#### [Task directions]
Locate the line that contains "Reviewer note: confirm that every instance of the boiled", then copy it and all later lines of the data below exactly, through the last one.
*****
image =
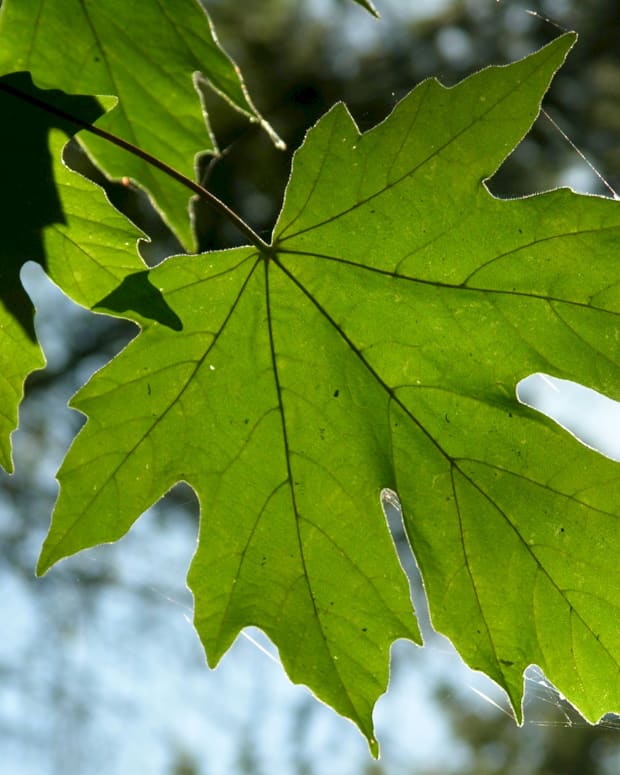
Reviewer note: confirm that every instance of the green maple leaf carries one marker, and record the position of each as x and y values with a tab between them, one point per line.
377	343
54	217
152	56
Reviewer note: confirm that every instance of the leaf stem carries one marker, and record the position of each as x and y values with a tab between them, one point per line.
213	201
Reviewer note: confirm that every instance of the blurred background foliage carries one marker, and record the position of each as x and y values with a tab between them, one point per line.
94	652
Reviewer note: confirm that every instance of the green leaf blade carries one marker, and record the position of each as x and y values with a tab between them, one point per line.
281	543
378	343
53	217
153	73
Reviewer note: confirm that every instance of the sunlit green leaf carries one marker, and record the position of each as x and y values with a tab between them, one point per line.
150	55
378	343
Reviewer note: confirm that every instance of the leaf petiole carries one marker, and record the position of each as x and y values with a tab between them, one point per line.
213	201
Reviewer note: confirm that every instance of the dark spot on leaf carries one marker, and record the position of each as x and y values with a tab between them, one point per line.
137	294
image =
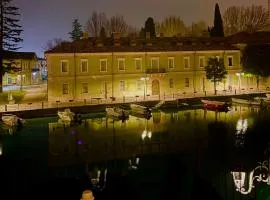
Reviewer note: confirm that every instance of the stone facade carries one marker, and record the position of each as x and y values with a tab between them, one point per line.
124	70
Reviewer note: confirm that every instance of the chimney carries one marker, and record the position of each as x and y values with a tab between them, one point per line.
268	11
85	35
116	38
116	35
147	35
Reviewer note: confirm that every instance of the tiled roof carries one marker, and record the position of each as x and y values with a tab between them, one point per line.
261	37
19	55
124	44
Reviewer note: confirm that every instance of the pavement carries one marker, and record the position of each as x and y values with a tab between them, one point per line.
36	98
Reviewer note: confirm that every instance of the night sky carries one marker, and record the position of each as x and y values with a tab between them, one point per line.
43	20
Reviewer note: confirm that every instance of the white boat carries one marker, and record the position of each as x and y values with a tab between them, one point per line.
264	99
246	101
140	109
117	112
66	115
12	120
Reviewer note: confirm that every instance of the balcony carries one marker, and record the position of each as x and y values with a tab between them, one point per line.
155	71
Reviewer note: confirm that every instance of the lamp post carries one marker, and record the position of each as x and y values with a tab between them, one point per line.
260	173
239	74
145	79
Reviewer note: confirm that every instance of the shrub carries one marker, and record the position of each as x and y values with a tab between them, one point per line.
17	96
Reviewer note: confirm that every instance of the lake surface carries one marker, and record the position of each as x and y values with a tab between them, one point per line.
187	154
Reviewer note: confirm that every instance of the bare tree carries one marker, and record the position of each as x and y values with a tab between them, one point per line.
52	44
95	23
171	26
117	24
239	18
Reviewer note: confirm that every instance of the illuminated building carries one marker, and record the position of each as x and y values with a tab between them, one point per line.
125	67
25	72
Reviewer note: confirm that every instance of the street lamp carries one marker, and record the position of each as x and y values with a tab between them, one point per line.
239	74
258	174
145	79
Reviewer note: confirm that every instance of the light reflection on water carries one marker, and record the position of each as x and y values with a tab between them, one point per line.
205	136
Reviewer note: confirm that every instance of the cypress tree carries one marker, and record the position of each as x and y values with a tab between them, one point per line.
217	30
76	32
10	35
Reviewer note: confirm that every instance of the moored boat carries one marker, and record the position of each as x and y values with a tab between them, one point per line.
247	101
66	115
12	120
215	105
117	112
136	108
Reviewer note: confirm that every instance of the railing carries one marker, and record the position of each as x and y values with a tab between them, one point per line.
154	71
121	99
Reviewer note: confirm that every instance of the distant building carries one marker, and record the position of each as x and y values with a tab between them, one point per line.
42	65
125	67
25	71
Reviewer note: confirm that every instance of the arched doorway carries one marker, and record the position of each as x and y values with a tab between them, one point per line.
155	87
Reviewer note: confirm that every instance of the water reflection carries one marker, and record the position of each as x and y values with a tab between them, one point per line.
207	137
97	138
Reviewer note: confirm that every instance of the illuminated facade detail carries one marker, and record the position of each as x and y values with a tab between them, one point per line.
241	126
27	69
133	163
244	182
170	70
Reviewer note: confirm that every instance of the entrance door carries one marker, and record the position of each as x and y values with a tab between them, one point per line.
155	87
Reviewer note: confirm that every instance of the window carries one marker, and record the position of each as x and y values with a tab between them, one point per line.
103	65
122	86
154	62
186	62
85	88
186	82
201	62
170	62
230	61
64	66
171	83
139	85
121	64
65	88
138	63
84	65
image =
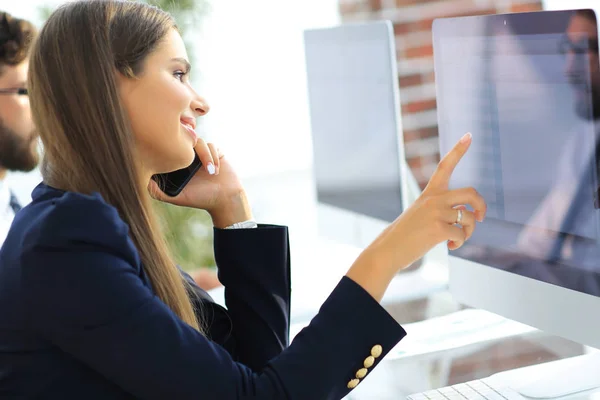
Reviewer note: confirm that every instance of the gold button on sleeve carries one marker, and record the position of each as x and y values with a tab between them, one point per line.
376	350
353	383
361	373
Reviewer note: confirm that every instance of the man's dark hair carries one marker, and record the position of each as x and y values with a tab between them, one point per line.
16	36
589	14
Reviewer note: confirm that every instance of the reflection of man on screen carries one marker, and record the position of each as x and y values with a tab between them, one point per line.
571	206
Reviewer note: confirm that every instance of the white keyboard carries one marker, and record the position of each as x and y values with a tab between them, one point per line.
474	390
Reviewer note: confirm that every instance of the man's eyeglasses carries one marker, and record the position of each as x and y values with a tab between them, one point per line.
17	91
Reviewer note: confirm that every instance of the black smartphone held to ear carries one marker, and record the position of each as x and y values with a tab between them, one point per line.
172	183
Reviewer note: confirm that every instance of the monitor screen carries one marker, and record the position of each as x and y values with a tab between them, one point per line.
351	87
529	91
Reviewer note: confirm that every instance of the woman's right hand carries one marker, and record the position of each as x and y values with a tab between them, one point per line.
430	220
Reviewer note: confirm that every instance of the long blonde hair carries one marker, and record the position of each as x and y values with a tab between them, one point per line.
87	137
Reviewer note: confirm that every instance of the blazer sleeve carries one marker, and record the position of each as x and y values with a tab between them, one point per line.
85	295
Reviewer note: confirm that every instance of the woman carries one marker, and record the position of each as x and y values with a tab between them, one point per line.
91	304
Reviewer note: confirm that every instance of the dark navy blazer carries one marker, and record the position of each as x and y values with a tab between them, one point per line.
79	319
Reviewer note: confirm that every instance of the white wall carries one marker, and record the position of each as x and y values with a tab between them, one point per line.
571	4
252	59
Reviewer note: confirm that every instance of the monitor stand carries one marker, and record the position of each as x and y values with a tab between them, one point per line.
562	378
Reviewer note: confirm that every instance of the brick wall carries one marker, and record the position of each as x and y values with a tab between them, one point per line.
412	21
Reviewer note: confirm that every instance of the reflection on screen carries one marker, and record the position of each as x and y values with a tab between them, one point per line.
350	84
530	101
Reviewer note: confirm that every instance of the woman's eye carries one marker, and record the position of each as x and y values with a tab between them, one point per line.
179	75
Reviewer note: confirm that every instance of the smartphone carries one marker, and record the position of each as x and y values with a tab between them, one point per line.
172	183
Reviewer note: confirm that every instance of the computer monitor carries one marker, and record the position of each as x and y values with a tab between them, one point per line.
356	129
527	86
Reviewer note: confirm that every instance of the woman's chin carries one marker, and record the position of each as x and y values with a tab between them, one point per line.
182	162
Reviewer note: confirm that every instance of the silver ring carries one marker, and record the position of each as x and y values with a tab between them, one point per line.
459	217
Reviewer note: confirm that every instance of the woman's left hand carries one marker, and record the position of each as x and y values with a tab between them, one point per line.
215	188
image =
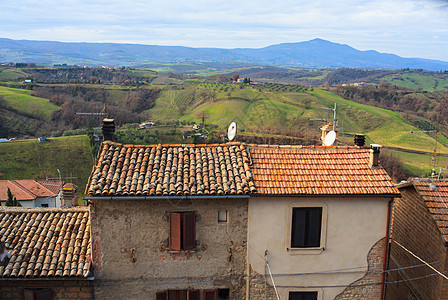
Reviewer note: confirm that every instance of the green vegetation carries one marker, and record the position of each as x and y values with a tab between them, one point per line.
31	159
12	74
417	80
21	100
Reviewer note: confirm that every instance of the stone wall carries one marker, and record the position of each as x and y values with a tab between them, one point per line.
60	289
415	229
368	287
132	258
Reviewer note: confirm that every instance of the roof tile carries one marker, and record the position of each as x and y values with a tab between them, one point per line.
33	237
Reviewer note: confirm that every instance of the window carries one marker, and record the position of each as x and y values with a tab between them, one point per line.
212	294
178	295
302	295
182	230
306	227
37	294
222	216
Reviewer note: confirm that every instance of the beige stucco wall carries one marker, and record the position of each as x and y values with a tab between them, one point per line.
131	255
353	226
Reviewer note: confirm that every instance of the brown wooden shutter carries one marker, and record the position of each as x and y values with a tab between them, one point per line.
210	294
28	295
189	230
44	294
175	221
193	294
161	295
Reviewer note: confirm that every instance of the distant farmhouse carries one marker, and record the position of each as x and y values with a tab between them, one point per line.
41	193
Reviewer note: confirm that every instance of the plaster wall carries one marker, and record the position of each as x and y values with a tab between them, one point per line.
131	255
352	227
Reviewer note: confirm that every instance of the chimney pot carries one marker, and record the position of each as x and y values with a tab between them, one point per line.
108	129
374	155
360	140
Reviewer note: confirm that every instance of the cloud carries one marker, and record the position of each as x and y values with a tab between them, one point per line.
404	27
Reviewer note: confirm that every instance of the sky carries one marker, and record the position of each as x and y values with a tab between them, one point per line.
408	28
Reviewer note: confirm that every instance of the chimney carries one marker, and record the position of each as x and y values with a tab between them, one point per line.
108	129
69	195
374	155
360	140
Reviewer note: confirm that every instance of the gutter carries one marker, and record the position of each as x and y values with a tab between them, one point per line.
386	249
165	197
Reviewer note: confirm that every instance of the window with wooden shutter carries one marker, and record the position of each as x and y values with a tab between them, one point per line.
306	227
210	295
161	295
302	295
193	294
37	294
189	230
175	235
182	230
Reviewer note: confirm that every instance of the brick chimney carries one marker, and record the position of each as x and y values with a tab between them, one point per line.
374	155
360	140
108	129
69	195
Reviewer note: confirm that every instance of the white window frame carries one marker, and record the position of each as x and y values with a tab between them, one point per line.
323	233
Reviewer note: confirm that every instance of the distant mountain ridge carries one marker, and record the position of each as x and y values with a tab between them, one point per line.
316	53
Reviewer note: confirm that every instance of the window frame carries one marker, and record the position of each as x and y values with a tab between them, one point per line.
323	231
182	230
319	291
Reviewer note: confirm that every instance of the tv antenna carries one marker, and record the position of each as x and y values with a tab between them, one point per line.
334	116
433	174
231	131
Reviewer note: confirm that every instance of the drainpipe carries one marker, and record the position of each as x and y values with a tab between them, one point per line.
386	249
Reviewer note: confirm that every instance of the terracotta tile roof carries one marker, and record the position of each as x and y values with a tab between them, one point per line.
171	170
235	169
45	242
296	170
435	195
26	189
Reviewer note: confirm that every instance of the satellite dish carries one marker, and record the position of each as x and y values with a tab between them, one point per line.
330	138
231	132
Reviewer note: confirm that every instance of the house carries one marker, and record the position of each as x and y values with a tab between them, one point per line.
418	258
170	221
318	222
32	193
47	253
237	221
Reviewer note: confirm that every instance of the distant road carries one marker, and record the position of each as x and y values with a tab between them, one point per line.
415	151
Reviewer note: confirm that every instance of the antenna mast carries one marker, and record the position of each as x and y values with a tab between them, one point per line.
433	174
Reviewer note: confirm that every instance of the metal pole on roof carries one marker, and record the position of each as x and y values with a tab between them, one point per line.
60	186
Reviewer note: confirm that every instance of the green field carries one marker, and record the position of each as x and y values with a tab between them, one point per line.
31	159
414	80
22	101
8	74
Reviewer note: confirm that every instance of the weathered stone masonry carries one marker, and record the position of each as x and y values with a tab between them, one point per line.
138	263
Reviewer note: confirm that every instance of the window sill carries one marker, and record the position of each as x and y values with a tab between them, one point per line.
305	251
183	251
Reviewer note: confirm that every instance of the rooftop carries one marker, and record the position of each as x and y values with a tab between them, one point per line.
28	189
235	168
435	195
45	242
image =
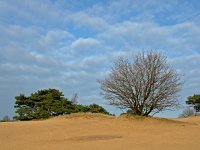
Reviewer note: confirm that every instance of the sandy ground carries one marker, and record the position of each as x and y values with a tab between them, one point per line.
97	132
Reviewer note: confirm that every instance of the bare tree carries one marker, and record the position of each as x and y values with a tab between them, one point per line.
146	86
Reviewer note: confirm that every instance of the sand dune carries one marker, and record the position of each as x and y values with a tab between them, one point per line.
100	132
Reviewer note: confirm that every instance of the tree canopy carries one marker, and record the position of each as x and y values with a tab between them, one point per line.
195	101
146	85
49	102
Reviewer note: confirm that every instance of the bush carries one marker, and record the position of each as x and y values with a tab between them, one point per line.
187	113
49	102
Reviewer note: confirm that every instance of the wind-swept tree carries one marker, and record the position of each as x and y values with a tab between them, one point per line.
42	104
145	86
195	101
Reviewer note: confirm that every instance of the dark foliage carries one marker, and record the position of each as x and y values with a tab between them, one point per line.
49	102
195	101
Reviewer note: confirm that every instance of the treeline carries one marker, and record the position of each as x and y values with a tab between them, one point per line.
50	102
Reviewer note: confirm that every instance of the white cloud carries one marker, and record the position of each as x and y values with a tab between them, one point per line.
84	45
82	19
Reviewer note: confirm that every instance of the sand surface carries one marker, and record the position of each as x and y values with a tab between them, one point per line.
97	132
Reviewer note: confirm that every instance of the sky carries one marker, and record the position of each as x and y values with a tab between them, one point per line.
70	44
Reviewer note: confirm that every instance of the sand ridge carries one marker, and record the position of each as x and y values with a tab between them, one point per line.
101	132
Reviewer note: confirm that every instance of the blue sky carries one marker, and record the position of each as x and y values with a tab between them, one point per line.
69	44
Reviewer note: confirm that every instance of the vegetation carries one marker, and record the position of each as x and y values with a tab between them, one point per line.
147	85
49	102
195	101
5	119
187	113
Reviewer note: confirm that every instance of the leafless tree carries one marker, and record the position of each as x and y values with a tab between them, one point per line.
146	86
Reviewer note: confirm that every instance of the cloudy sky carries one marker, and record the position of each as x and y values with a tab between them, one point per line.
69	44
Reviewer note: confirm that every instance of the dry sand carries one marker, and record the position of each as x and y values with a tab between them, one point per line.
99	132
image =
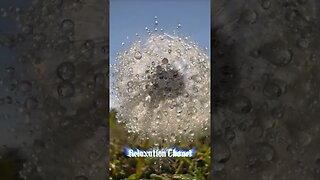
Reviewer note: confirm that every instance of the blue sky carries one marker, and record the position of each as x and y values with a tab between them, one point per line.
128	17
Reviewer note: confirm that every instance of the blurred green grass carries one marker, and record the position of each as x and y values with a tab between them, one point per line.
121	167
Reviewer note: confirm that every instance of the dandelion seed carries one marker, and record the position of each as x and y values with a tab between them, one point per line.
172	89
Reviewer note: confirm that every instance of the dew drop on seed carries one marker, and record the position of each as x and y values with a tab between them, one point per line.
165	61
137	55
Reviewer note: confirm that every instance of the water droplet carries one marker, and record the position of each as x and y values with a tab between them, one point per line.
66	89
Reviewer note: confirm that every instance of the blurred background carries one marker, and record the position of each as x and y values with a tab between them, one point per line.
130	17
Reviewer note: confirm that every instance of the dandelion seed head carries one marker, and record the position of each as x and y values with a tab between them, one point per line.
163	88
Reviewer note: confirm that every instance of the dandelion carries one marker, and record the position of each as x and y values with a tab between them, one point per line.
163	88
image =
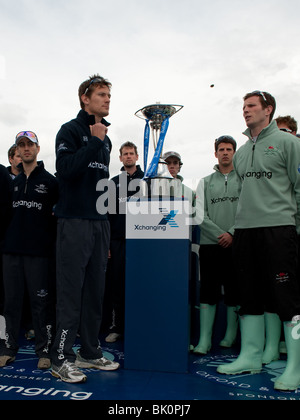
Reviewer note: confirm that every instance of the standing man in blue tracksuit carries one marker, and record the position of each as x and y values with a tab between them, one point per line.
82	160
28	253
122	187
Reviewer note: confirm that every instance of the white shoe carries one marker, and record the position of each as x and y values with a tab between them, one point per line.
113	337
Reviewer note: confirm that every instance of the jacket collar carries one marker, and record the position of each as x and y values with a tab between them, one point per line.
88	119
271	128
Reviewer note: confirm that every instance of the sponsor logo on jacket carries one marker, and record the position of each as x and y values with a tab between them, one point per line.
258	174
98	165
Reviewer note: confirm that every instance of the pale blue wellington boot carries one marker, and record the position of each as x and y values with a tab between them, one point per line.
273	333
252	346
290	379
232	327
207	319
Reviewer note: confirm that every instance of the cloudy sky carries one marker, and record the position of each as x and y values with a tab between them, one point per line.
168	51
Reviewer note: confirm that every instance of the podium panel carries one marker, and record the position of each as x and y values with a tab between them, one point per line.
158	254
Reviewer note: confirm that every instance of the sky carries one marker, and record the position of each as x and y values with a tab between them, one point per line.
168	51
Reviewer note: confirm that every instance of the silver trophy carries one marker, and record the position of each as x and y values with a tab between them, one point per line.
157	179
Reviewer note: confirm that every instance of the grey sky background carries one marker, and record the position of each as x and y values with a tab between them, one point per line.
166	51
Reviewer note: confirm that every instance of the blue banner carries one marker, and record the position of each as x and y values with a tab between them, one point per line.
152	170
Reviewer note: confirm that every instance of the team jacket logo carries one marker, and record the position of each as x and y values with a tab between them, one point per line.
258	174
168	217
42	189
271	150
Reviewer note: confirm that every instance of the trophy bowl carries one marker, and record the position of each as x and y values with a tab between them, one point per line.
157	176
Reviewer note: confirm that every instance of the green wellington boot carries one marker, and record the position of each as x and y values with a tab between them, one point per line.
273	333
252	346
290	379
232	327
207	319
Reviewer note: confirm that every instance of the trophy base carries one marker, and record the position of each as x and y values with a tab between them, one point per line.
161	187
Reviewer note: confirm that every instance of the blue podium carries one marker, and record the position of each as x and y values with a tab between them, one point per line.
158	252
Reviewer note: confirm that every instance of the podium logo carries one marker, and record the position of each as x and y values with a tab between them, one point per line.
2	328
168	217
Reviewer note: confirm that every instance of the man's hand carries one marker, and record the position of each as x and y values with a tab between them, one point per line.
99	130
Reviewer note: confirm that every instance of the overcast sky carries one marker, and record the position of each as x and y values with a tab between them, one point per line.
168	51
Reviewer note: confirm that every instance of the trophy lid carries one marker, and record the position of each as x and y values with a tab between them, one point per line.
151	112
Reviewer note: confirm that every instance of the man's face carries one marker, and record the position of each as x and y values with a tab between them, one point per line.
27	150
224	154
129	157
173	165
98	103
255	115
15	160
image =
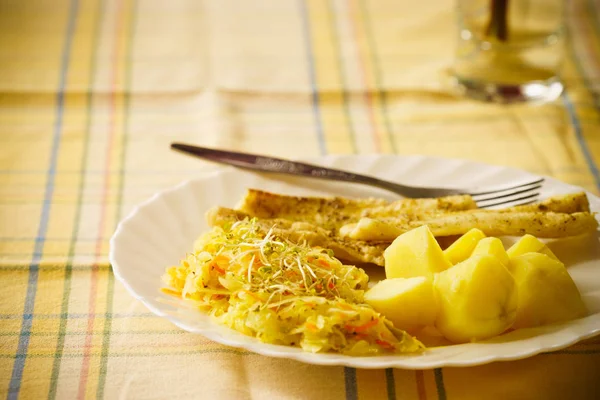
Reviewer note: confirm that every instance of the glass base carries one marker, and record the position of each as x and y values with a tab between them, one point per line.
536	91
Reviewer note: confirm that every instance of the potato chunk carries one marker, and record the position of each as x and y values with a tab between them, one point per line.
492	247
477	299
547	293
414	253
463	247
529	244
410	303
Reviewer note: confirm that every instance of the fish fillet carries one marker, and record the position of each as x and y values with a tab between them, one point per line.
349	250
567	203
492	223
332	213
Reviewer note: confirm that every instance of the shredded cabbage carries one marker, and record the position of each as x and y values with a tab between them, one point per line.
284	293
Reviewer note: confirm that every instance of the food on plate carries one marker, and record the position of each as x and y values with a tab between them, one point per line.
414	253
266	286
271	269
477	299
410	303
462	248
529	244
566	203
333	212
492	246
547	293
352	251
491	222
358	231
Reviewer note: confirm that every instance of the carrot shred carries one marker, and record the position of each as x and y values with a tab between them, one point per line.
363	327
170	292
383	343
311	326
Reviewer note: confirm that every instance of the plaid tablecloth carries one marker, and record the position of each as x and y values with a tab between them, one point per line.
93	91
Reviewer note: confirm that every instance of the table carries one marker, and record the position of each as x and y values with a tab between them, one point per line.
93	91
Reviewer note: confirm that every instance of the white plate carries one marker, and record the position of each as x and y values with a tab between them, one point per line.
159	232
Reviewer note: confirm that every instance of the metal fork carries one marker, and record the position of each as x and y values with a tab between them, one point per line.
523	193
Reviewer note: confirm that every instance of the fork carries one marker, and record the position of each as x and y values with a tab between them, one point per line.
524	193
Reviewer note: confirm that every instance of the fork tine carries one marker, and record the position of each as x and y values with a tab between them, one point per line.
529	189
536	182
519	201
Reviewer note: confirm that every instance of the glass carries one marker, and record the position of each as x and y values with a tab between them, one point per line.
510	50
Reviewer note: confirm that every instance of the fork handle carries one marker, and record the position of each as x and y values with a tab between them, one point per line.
277	165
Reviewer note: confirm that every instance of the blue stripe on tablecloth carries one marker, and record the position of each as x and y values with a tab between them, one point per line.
21	355
390	383
581	139
350	382
312	75
439	383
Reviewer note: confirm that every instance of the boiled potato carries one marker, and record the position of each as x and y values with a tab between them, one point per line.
414	253
529	244
547	293
409	303
477	299
492	247
463	247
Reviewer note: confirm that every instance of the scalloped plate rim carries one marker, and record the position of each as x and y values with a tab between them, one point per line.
279	351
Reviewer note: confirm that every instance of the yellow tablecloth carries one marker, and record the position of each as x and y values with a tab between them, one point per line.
93	91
*****
#### [Answer to the exercise]
Reviewer note: confirm that every instance of the boiled potato carries one marker, and record the position of each as x and y values with a tab between them, one point per line.
414	253
529	244
547	293
409	303
477	299
492	247
463	247
Reviewer note: confirm that every instance of the scalloped plate rim carries one marker, and record the position of each as x and y values with a tab between them, one point per line.
279	351
Reviewer note: confirm that every instance of the yellow tablecloth carries one marker, and record the position of each as x and y values with a tab between them, one point per line.
93	91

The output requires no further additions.